— Work instructions —
Your task is to transcribe the records exactly, skipping every image.

— Records shown —
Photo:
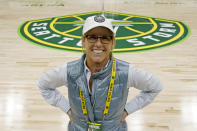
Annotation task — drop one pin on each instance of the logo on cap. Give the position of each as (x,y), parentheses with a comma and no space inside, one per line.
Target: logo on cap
(99,18)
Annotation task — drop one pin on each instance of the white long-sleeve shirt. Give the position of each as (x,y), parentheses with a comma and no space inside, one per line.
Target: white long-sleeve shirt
(149,85)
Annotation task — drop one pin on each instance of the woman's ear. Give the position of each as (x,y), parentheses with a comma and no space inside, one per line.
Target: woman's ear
(83,44)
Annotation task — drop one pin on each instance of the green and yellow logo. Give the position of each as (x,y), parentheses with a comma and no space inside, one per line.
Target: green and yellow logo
(133,33)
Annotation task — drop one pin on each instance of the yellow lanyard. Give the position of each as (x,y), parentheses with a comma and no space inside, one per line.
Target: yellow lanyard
(110,90)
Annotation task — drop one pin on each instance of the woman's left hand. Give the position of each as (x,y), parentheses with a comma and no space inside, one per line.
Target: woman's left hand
(125,114)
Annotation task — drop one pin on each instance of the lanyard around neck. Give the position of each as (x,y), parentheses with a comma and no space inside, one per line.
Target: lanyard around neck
(109,95)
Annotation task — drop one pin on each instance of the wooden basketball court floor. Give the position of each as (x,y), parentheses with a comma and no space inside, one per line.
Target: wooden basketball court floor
(23,109)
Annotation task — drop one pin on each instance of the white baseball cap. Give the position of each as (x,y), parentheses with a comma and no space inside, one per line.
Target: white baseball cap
(96,21)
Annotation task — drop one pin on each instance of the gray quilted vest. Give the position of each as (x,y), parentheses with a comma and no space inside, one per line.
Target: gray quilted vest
(95,103)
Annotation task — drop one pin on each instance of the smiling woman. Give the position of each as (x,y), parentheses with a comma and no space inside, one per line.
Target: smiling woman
(93,104)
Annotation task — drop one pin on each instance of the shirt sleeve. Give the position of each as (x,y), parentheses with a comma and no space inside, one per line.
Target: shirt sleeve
(149,85)
(48,83)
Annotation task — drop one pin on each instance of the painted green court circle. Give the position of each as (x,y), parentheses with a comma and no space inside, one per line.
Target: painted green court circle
(133,33)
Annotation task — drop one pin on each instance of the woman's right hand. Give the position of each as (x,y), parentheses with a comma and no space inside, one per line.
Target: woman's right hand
(69,115)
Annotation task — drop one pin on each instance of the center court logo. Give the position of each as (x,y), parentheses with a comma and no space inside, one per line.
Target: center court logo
(133,33)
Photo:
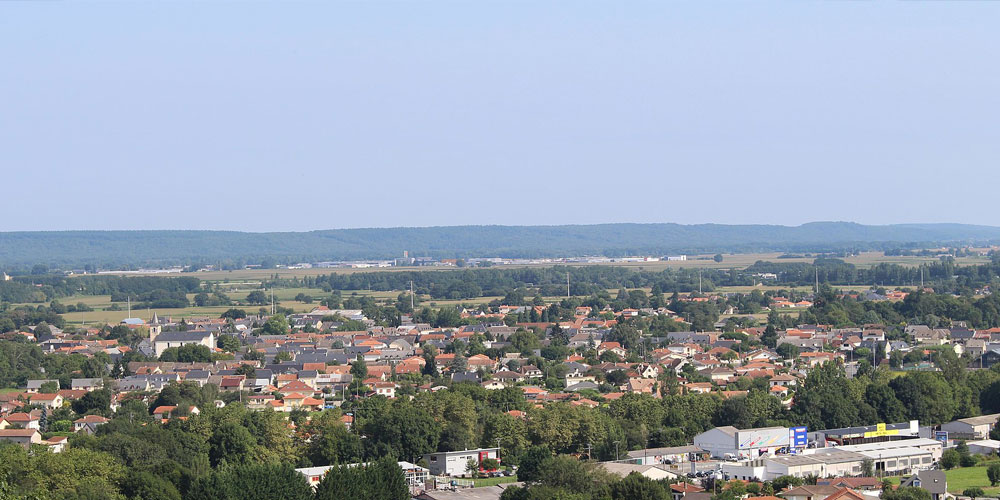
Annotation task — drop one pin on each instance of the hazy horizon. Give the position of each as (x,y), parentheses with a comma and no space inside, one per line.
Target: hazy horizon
(320,229)
(306,116)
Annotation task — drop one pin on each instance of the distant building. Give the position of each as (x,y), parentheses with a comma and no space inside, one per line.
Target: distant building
(164,341)
(453,463)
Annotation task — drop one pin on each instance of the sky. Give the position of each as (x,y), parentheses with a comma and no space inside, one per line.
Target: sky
(278,116)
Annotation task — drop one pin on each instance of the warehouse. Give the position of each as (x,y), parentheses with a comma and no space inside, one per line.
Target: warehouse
(731,443)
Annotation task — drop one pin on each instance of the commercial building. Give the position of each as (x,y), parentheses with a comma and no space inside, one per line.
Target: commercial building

— Result of this task —
Photo:
Annotation task — drop one pin on each instance of the logo on cap. Give the position of each as (x,y), parentheses with a comma and no space inside, one per line.
Target: logo on cap
(99,18)
Annotation task — drop one pin on each instance of the white long-sleeve shirt. Give the position of each as (x,y), parentheses with a comma and no space inside, one per line.
Target: white long-sleeve shirt
(149,85)
Annotation task — drop one pin on each instance of the woman's ear. Give the position of each as (x,y), parentheses with a comma and no space inside, one per line.
Target: woman's ear
(83,44)
Annotation task — drop one pin on each instance of the green and yellow logo. Give the position of each as (x,y), parentheses with a comma and no space inside, one per line.
Target: green and yellow logo
(133,33)
Annotation task — drop one pin on each instance of the yellow lanyard. Give the position of each as (x,y), parentheses with a comma and no space inside, one per line.
Target: yellow lanyard
(110,90)
Annotation task — drop one pin on each instance of the woman's left hand. Give the position of each as (x,y), parentheses with a comma and no space inside, one per line.
Target: woman's left hand
(125,114)
Annotation task — drop one pin on each instance of the lanyard around neck. Give the position of each as (x,y), parentheses with a comma and no space inside, one per line.
Target: lanyard around neck
(109,95)
Annotation task — drop one pin on each instance of the wooden basketball court floor. Give the position of each as (x,y), parentheses with a comma and no space inside, one per line.
Target: wooden basketball court floor
(23,109)
Annotation task — drop one pin on each instance of the white baseball cap. Give the position of each as (x,y), parentheses with a comma and no space inside, one per line.
Target: white baseball cap
(96,21)
Annotation task — drop one pin on each instance of the gray quilted vest. Give the position of each as (x,y), parentheses with a comma and no space inside, one per line.
Target: gray quilted vest
(95,103)
Annotation task — drop one pin on each instance of the smiling woman. Give the position of each as (x,y), parentheses with a comma and no space inside, one per line.
Target: smiling woman
(93,104)
Annotation task — drop one pin on each instance of the shirt sleeve. Give the position of each as (x,y), parentheses with a comma and no space inside, one per line.
Target: shirt sleeve
(149,85)
(48,83)
Annotation task — drop one pin on each instance of the painted green court circle. Give the position of each as (x,y), parentheses with a comma and no space inside, one per line.
Target: painted green court circle
(133,33)
Annotation task — drop one pin on each instance of the woman's right hand. Give the position of each as (x,y), parentheses with a comma and no space inside, one per line.
Target: woman's right hand
(69,115)
Annotation task — drop one pin on each instance of the center court logo. Give the position of each as (x,y), parentheses with a comma and no space inside, one per line.
Target: center court logo
(133,33)
Photo:
Annotation task — drop one pin on each instance of the hazy horizon. Give the position of each as (x,y), parentheses with a comma and no space inside, one per line.
Target: hazy horizon
(320,229)
(306,116)
Annotation task — drop one pin on each instance of the distant building. Give the position of each as (x,y), parentheses with a comma and no space inside, one per line.
Target: distant building
(164,341)
(453,463)
Annotation task — drop one pin on each instance of the sky. Give the position of each as (x,y), parentheses with a comma and no space inside, one per line.
Target: sky
(278,116)
Annotation task — drop one pin on each instance of the warehouse. Give the position of each as (x,y), parentheses with a comma and no space inside, one per line.
Target: warehouse
(731,443)
Annotation task — drop one pin on each instance of the commercial building. Give the position of each as (x,y), parentheses with a comma and no space inside, one per line.
Target: commercial building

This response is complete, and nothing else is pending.